> _AIM_
Please revise the data below from the line containing "Target: green hillside" down to the line containing "(1086, 534)", both included, changing "Spot" to "Locate" and keeping everything else the same. Return only those lines, and leave the pictures out.

— start SUPPLIED RECORDS —

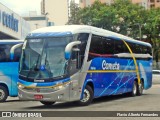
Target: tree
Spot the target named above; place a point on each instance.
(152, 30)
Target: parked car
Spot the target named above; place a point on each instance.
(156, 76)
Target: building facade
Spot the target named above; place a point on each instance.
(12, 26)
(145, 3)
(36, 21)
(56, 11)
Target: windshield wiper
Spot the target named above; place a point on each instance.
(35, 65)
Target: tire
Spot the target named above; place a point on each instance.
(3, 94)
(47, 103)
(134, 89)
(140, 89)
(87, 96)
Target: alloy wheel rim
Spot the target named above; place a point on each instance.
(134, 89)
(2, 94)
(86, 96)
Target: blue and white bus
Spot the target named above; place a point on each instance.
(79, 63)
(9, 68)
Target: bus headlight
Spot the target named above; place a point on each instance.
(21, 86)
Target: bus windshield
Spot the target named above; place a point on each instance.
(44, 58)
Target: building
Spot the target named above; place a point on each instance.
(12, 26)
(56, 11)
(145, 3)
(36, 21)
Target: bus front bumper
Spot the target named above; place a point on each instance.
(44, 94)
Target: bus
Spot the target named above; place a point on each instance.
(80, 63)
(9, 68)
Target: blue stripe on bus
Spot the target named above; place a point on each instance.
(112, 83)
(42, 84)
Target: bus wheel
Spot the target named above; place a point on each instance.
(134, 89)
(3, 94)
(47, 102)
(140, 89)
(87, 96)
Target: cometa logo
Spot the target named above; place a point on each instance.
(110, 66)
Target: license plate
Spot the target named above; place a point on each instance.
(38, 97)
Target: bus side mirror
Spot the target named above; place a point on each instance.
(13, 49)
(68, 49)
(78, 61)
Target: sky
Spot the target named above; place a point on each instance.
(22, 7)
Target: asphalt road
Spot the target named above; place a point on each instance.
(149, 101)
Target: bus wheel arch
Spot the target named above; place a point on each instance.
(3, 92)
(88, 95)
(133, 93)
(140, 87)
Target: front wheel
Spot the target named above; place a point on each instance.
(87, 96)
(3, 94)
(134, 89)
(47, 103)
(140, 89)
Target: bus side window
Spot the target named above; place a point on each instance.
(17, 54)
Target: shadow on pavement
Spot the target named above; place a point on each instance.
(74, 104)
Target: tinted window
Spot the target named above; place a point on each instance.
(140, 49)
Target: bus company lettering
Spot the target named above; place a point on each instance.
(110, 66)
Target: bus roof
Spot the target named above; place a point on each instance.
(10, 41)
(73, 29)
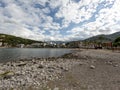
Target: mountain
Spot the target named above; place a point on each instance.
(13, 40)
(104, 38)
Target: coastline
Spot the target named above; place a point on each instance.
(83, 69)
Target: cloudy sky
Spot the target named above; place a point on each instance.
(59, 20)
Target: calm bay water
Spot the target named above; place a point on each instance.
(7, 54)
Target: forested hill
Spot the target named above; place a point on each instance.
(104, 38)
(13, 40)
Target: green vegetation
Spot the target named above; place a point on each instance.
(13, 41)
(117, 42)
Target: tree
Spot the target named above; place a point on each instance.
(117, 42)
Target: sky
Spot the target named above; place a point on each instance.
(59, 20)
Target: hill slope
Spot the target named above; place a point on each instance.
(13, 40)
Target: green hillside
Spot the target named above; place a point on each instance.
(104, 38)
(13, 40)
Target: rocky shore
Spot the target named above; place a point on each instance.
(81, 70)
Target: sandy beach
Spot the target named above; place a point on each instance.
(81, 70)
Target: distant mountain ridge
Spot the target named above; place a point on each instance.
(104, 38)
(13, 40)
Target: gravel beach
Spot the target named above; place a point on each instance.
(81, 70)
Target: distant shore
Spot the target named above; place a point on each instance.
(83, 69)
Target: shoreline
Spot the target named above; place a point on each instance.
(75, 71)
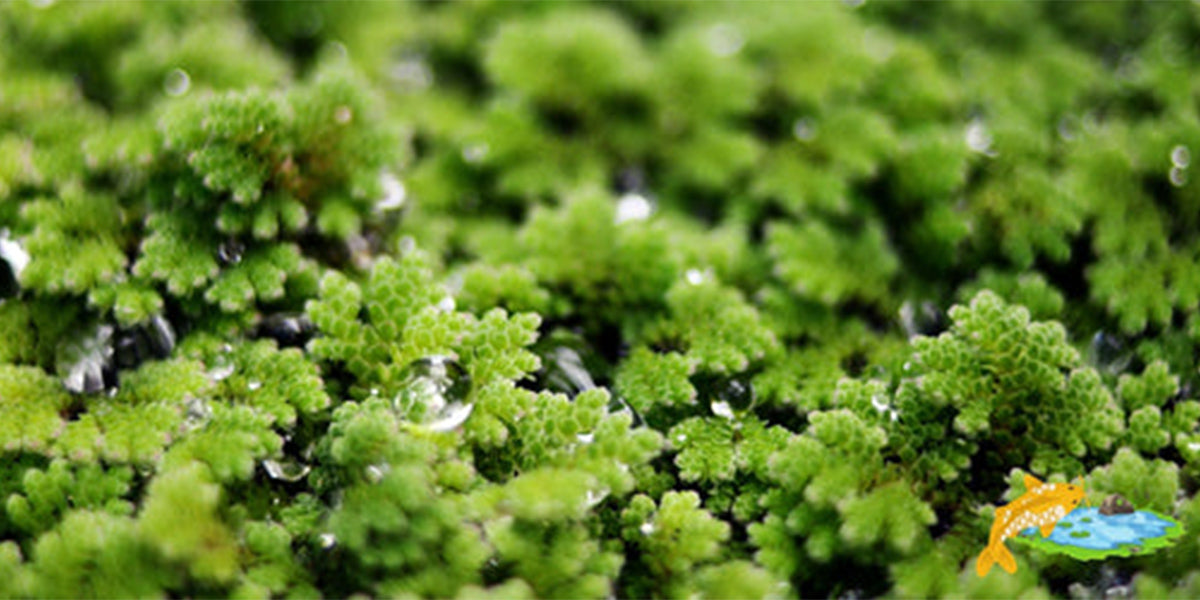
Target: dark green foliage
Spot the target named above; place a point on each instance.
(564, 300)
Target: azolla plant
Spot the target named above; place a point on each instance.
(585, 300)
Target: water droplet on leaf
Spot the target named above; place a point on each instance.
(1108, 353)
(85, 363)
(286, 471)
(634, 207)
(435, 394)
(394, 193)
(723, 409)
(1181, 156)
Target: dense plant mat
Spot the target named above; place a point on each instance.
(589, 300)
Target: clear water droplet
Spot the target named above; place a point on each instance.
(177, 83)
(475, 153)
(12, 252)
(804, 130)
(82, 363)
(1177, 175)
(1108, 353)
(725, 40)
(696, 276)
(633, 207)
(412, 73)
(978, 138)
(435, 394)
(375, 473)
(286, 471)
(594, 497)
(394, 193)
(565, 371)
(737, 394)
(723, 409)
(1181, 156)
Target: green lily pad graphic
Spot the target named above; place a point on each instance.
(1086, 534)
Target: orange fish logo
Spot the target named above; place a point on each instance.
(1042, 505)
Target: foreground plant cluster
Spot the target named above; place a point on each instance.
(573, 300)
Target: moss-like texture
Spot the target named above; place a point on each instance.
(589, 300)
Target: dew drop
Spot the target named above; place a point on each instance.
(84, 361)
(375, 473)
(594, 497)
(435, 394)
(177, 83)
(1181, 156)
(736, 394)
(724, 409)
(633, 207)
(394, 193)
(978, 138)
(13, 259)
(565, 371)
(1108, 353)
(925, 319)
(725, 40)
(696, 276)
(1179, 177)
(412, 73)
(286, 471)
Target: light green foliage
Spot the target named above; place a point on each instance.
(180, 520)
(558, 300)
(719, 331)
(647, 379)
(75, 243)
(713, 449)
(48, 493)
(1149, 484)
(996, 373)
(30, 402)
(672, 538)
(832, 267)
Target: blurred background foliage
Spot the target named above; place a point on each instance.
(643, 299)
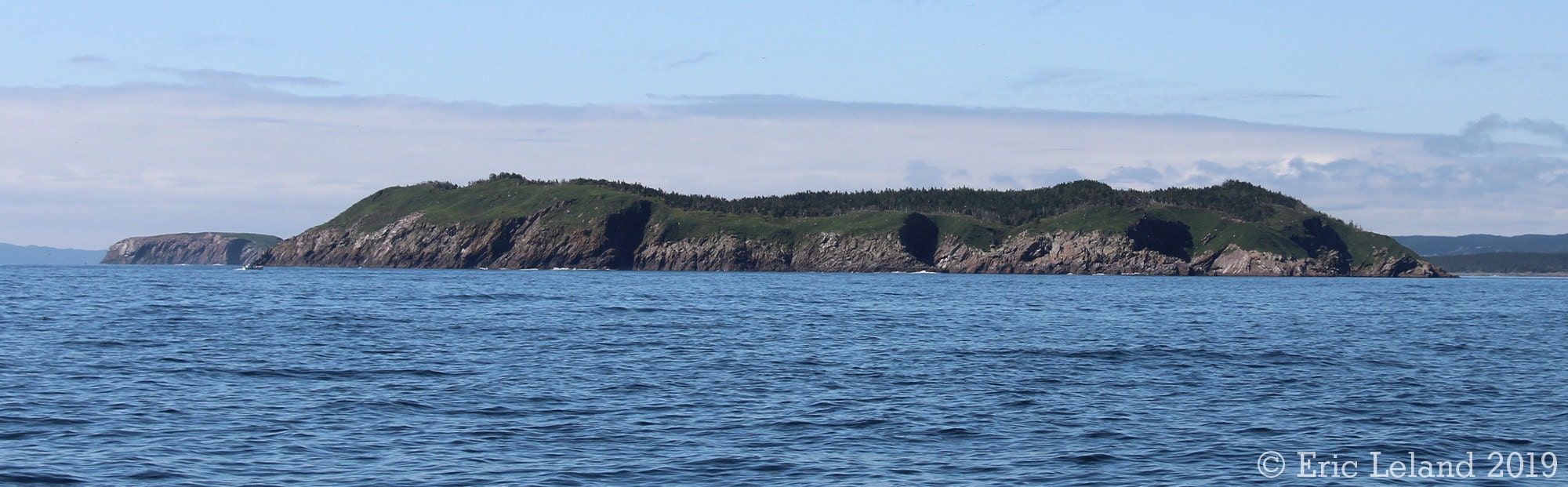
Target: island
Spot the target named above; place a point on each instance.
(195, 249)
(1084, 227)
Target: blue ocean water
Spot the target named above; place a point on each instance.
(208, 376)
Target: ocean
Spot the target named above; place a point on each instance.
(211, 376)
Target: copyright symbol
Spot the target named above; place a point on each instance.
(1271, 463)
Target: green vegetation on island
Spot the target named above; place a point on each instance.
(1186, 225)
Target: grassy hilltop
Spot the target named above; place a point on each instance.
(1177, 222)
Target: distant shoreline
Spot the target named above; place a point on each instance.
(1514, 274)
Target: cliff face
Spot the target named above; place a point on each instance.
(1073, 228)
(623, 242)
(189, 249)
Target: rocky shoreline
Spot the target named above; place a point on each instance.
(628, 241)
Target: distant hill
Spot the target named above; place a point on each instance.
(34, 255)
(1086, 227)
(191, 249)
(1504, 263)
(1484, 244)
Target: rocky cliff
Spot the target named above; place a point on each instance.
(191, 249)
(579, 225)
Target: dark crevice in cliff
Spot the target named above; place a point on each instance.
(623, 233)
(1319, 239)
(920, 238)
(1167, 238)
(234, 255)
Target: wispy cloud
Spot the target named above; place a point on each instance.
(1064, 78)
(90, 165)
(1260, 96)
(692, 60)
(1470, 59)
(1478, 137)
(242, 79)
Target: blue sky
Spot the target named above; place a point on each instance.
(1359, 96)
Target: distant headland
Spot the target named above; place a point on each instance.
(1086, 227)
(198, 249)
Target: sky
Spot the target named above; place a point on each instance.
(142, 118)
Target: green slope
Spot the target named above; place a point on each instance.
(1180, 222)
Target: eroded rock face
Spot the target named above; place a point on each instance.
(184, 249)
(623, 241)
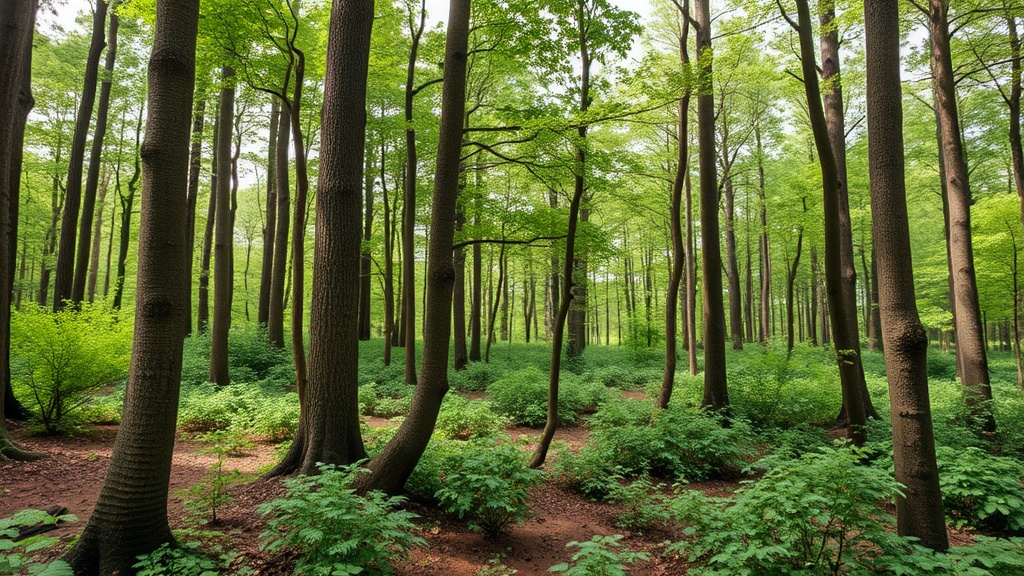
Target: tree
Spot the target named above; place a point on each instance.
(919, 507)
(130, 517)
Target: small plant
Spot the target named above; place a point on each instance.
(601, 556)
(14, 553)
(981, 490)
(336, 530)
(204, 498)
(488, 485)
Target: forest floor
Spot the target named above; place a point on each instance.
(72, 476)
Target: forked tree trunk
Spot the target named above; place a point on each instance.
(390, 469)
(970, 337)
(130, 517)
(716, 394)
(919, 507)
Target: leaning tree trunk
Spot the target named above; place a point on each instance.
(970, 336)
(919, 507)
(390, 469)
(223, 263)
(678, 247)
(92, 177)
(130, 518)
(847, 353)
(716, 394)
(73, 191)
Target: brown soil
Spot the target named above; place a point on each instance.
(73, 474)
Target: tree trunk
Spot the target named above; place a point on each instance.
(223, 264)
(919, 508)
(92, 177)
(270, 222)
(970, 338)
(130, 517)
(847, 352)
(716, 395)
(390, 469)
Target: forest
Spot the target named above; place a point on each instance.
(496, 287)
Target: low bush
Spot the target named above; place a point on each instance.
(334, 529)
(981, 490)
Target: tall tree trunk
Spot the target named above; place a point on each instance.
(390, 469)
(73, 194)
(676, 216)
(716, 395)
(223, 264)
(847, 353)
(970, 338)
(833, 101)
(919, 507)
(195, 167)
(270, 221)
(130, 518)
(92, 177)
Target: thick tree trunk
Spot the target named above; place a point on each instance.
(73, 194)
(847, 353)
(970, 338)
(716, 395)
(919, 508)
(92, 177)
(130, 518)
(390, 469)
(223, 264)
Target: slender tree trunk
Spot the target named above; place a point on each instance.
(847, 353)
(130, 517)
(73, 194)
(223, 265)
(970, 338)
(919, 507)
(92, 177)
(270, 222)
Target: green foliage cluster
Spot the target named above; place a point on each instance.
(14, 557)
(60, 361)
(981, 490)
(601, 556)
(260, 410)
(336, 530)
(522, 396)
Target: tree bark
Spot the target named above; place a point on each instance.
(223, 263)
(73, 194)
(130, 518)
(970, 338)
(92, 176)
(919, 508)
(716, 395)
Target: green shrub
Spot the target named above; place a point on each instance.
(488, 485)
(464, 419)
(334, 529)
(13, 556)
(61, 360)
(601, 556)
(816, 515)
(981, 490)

— end SUPPLIED RECORDS —

> _EXERCISE OUTPUT_
Target: green hillside
Locate the target named above; place a point on each instance.
(104, 38)
(13, 40)
Target: rocky shore
Locate the target named above; place a point on each instance.
(81, 70)
Target: sandy beach
Locate the target named above; place a point on each instance.
(81, 70)
Target: distant mountain ridge
Locate the target named above; place a point on each instance.
(104, 38)
(13, 40)
Target: gravel beach
Locate the target named above; place a point on each instance.
(81, 70)
Target: distant shore
Locate the target named above; place a point on each instance.
(83, 69)
Target: shoreline
Locate the target named above; place a point on each instance.
(75, 71)
Target: dark green foliage
Locate the target named above; place a point on each instance.
(564, 300)
Target: azolla plant
Locate the target named above; place a point on each instance.
(585, 300)
Target: water droplet on leaf
Locate the target named above; place a point on each instance.
(1108, 353)
(85, 363)
(286, 471)
(634, 207)
(435, 394)
(394, 193)
(723, 409)
(1181, 156)
Target: dense plant mat
Locate the target named above; place a point on each instance.
(589, 300)
Target: clear water droplet
Locate the target named above; place a point on each instance.
(177, 83)
(475, 153)
(12, 252)
(804, 130)
(82, 363)
(1177, 175)
(1108, 353)
(725, 40)
(696, 276)
(633, 207)
(412, 73)
(978, 138)
(435, 394)
(375, 473)
(286, 471)
(594, 497)
(394, 193)
(565, 371)
(737, 394)
(723, 409)
(1181, 156)
Target: green lily pad graphic
Locate the target named above; place a point on each instance.
(1086, 534)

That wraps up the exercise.